Your task: Images do not belong in the copy. Retype all the entries below exactly.

Data excerpts:

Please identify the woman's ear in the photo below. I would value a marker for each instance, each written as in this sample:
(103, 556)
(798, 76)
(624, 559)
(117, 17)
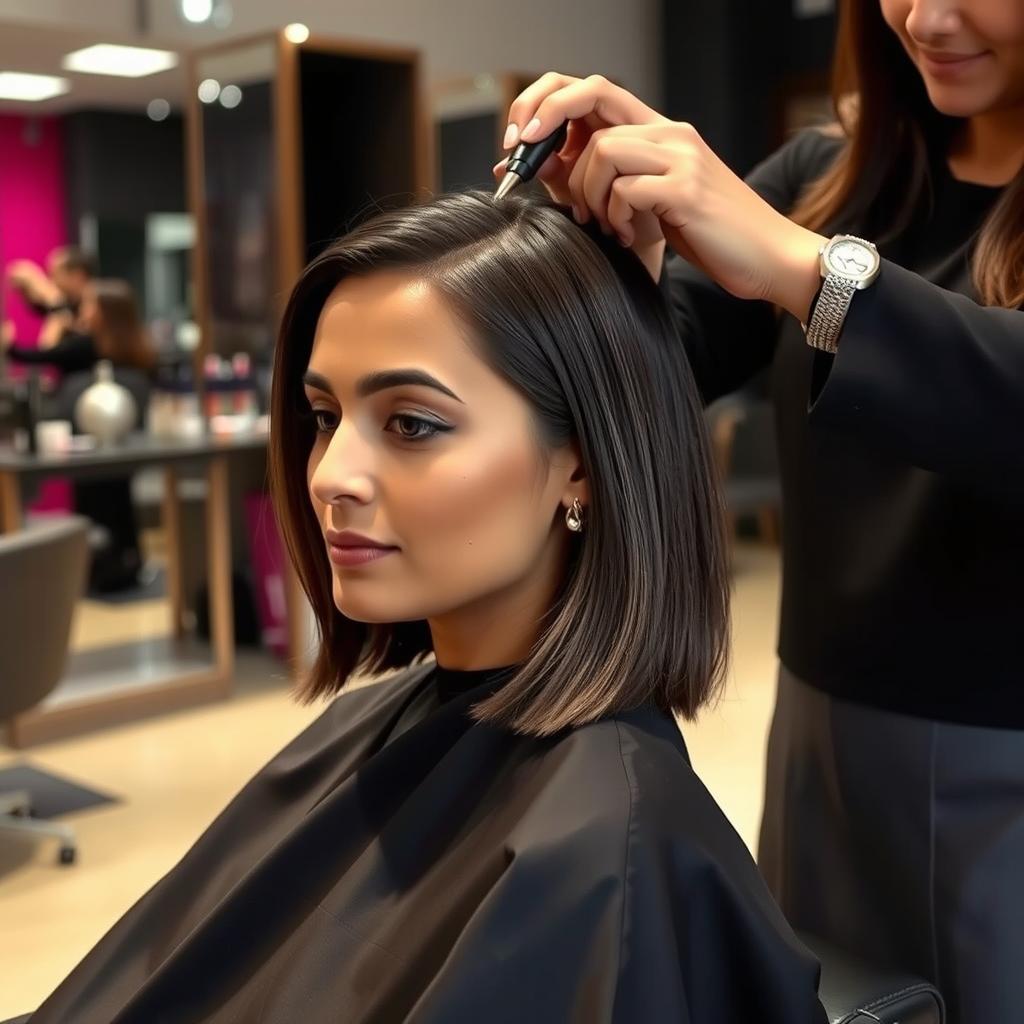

Result of this task:
Please identify the woman's ear in the photo below. I would value a marker for each instance, each written as in this sample:
(103, 556)
(798, 76)
(624, 559)
(117, 17)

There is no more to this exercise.